> **Aim A**
From the osquery file carving text, list every service it names as supported for authentication.
> **Aim B**
Rewrite the osquery file carving text, everything from "By implementing the" down to "request is rejected.", with "rejected" replaced by "denied".
> **Aim C**
Carry on the osquery file carving text from the point at which it stops.

> **Page**
%%
By implementing the model demonstrated in the blog post provided, I was able to support Github, Auth0, and LDAP for authentication for the osquery-file-carve server. First, I created a blank Vault policy intentionally. Policies are used to allocate permissions to users/groups to perform certain actions. However, I just needed something that could say this user has the ability to request files from the osquery-file-carve server. Therefore, I created a blank policy named osquery-carve-file-request and attached it to certain users/groups.

When a file request is received by the osquery-file-carve server it first checks that the Vault token is valid and if so the token must be associated with the osquery-carve-file-requestpolicy. If the token is invalid or is not associated with the proper policy the file request is rejected.

Phase 7: Create a file request from Mongo

The file request to the osquery-file-carve server contains the necessary information to authenticate the request but it also contains the file carve GUID. If the file request is successfully authenticated the server checks to ensure the file carve GUID exists. The reason this check is performed is that the osquery-file-carve server will perform a clean up of old files, by default, this is set to 30 days. Next, the osquery-file-carve server creates a stream, reads the file in chunks, and sends each chunk to the incident responder.

Generate certificates

The repo for this project contains self-signed certificates. These certificates should ONLY be used for development purposes and NOT PRODUCTION. If you use the certificates provided by this repo you will need to import the device certificate, click here for more information. If you would prefer to generate your own certificates with Vault, check out this blog post. If your organization does not have a certificate manager and you would like to develop your own self-signed root CA with OpenSSL, for testing please click here for more information. The rest of this blog post will proceed with the self-signed certificates provided in this repo and will assume mTLS is being enforced.
%%
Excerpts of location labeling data
%%
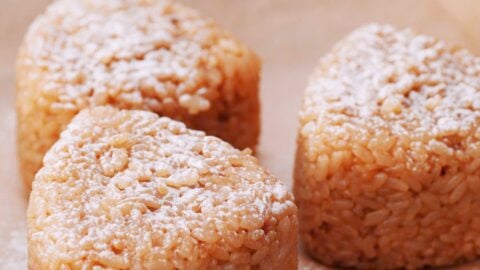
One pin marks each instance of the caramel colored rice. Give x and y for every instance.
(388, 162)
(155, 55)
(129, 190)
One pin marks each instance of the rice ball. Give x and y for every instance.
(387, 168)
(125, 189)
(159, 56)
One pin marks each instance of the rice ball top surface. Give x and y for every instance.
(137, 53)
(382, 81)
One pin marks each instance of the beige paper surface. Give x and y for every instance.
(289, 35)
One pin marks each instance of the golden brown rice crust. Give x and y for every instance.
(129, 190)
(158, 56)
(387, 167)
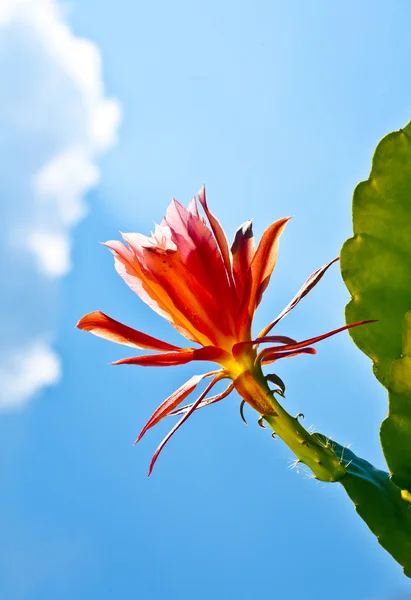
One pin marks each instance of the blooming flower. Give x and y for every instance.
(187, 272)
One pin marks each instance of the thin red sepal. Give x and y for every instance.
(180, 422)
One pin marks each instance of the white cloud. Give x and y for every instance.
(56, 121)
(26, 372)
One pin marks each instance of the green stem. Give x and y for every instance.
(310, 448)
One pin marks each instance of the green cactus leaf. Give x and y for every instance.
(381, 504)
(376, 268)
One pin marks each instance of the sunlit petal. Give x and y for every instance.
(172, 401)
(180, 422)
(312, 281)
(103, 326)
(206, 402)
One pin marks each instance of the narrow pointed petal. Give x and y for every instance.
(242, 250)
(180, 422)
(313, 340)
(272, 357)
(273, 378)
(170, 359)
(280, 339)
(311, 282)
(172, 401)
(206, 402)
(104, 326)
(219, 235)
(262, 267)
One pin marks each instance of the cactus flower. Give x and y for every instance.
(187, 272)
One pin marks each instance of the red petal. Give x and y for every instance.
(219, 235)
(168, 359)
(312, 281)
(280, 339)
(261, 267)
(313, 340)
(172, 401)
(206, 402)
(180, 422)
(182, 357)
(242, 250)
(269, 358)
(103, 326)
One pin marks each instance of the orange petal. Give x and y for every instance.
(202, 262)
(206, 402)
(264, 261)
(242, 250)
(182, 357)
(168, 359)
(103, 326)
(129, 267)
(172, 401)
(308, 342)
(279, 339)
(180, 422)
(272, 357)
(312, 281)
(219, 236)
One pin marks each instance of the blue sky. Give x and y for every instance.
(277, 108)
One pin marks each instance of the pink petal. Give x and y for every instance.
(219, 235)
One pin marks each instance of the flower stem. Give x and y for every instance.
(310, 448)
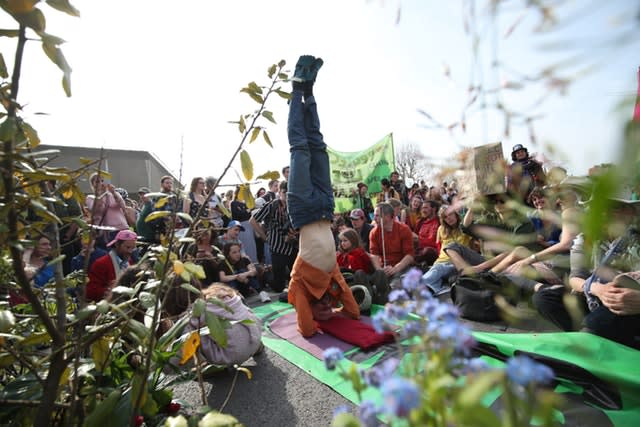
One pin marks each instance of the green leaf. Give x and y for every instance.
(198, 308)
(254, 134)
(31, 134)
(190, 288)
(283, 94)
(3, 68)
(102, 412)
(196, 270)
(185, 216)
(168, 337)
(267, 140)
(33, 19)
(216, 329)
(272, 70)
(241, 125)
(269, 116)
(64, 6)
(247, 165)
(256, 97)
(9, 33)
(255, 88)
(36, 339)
%%
%%
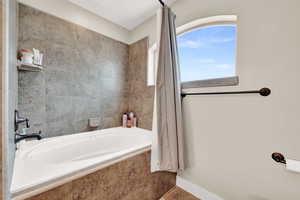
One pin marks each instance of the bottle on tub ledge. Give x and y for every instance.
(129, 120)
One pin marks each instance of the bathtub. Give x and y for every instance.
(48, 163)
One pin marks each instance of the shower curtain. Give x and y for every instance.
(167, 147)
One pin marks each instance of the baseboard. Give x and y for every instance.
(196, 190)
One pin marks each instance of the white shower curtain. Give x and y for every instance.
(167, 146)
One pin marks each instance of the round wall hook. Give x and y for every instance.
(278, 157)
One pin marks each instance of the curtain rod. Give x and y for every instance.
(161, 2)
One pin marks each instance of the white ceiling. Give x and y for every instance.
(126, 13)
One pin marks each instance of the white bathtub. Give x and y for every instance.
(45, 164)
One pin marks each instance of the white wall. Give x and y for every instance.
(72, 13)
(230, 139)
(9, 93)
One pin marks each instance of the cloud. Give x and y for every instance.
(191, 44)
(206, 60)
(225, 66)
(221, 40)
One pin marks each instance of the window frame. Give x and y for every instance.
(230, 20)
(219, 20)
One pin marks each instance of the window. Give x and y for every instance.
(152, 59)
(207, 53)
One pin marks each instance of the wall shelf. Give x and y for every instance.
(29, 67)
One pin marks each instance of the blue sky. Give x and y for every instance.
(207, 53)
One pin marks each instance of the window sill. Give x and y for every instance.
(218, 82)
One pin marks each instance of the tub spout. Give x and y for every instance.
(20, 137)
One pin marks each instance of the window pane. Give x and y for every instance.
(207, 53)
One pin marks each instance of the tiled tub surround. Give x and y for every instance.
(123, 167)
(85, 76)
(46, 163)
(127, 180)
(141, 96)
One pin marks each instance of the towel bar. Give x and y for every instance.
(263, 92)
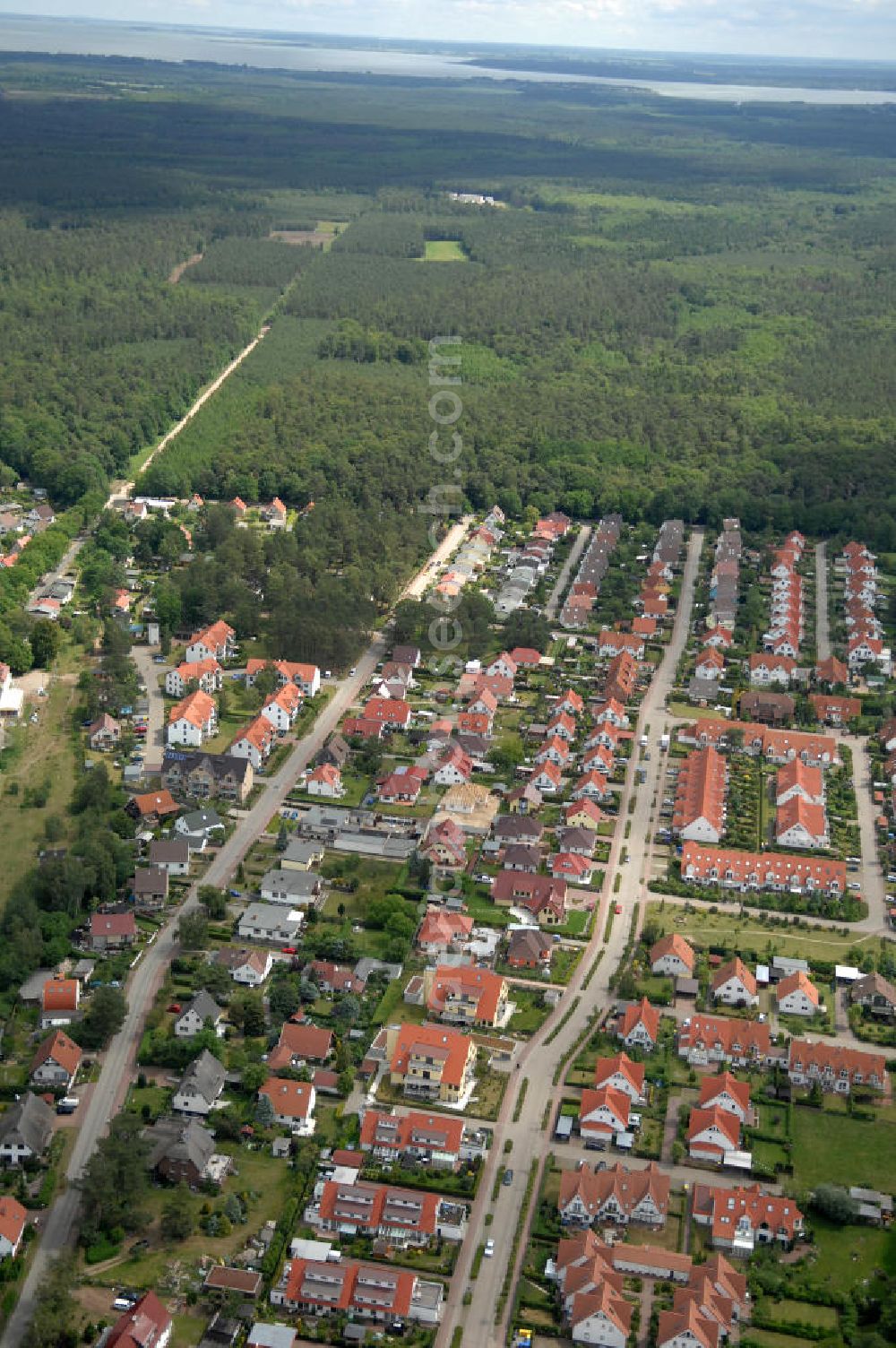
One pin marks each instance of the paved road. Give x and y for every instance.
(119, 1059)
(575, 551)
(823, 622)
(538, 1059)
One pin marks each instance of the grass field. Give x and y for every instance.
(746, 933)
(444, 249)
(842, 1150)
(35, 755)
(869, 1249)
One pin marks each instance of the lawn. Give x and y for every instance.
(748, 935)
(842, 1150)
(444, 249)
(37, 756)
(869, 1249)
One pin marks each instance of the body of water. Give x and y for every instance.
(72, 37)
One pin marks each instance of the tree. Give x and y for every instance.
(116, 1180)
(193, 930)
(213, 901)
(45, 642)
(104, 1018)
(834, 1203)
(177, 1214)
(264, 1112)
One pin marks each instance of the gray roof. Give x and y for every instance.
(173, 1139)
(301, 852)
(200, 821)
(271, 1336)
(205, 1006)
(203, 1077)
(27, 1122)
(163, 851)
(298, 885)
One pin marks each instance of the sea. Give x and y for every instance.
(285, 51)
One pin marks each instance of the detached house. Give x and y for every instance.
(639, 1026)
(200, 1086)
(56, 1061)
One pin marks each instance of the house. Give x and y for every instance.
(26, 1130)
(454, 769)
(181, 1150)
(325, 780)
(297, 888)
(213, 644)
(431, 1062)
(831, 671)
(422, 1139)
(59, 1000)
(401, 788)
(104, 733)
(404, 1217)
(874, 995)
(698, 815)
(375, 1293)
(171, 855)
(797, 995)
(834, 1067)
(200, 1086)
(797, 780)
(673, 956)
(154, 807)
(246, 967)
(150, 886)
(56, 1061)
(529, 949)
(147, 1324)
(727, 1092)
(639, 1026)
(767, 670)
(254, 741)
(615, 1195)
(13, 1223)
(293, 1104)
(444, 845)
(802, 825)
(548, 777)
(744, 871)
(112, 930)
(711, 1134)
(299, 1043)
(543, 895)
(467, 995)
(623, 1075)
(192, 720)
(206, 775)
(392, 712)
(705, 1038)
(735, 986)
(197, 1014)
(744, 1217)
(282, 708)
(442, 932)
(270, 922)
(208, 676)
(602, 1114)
%%
> **Exercise response A**
Github, Auth0, LDAP

> **Exercise response B**
By implementing the model demonstrated in the blog post provided, I was able to support Github, Auth0, and LDAP for authentication for the osquery-file-carve server. First, I created a blank Vault policy intentionally. Policies are used to allocate permissions to users/groups to perform certain actions. However, I just needed something that could say this user has the ability to request files from the osquery-file-carve server. Therefore, I created a blank policy named osquery-carve-file-request and attached it to certain users/groups.

When a file request is received by the osquery-file-carve server it first checks that the Vault token is valid and if so the token must be associated with the osquery-carve-file-requestpolicy. If the token is invalid or is not associated with the proper policy the file request is denied.

> **Exercise response C**
git clone https://github.com/CptOfEvilMinions/osquerey-file-carve-server
cd osquerey-file-carve-server
The root CA should be placed at conf/tls/root_ca/
The certificate and private key for NGINX for mTLS should be placed at conf/tls/kolide/
The certificate and private key for Osquery for mTLS should be placed at conf/tls/device/

Spin up Docker stack

docker-compose build
docker-compose run --rm kolide fleet prepare db --config /etc/kolide/kolide.yml
1. Initializes Kolid database
docker-compose up -d

Kolide setup

Set username & password

Open a web browser to https://<IP addr of Docker/FQDN of Kolide>:8443
Enter “admin” for username
Enter password
Enter “<e-mail for admin>” for email
Select “Submit”

Setup organization

Enter “<Org name>” into organization name
Enter “<ORG URL logo>”
Select “Submit”

Set Kolide web address

Enter “https:<FQDN for Kolide or Docker IP addr>:8443”
Select “Submit”
Select “Finish”

Obtain Osquery enroll secret

Select “Add new host” in the top right
Select “show” above the text box
Copy the enroll secret

Vault setup

This blog post is going to assume you have a Vault instance, if not please see this blog post. This blog post also assumes you have auth backends configured for authentication and a group for the incident responders set up, if not, please see this blog post.

Create osquery-file-carve-file-requests policy

cd osquerey-file-carve-server
Login into Vault as an admin
vault policy write osquery-file-carve-file-requests conf/vault/osquery-file-carve-file-requests.hcl
1. If you modify the name of the policy you will need to modify the policy value in conf/osquery-file-carve/osquery-file-carve.yml
Attach this policy to your incident responder group

Osquery test client setup on macOS

This blog post assumes you have Osquery setup and it’s communicating with Kolide, if not please see this blog post. The instructions below and configurations in the repo for this project are to set up a test instance of Oqsuery.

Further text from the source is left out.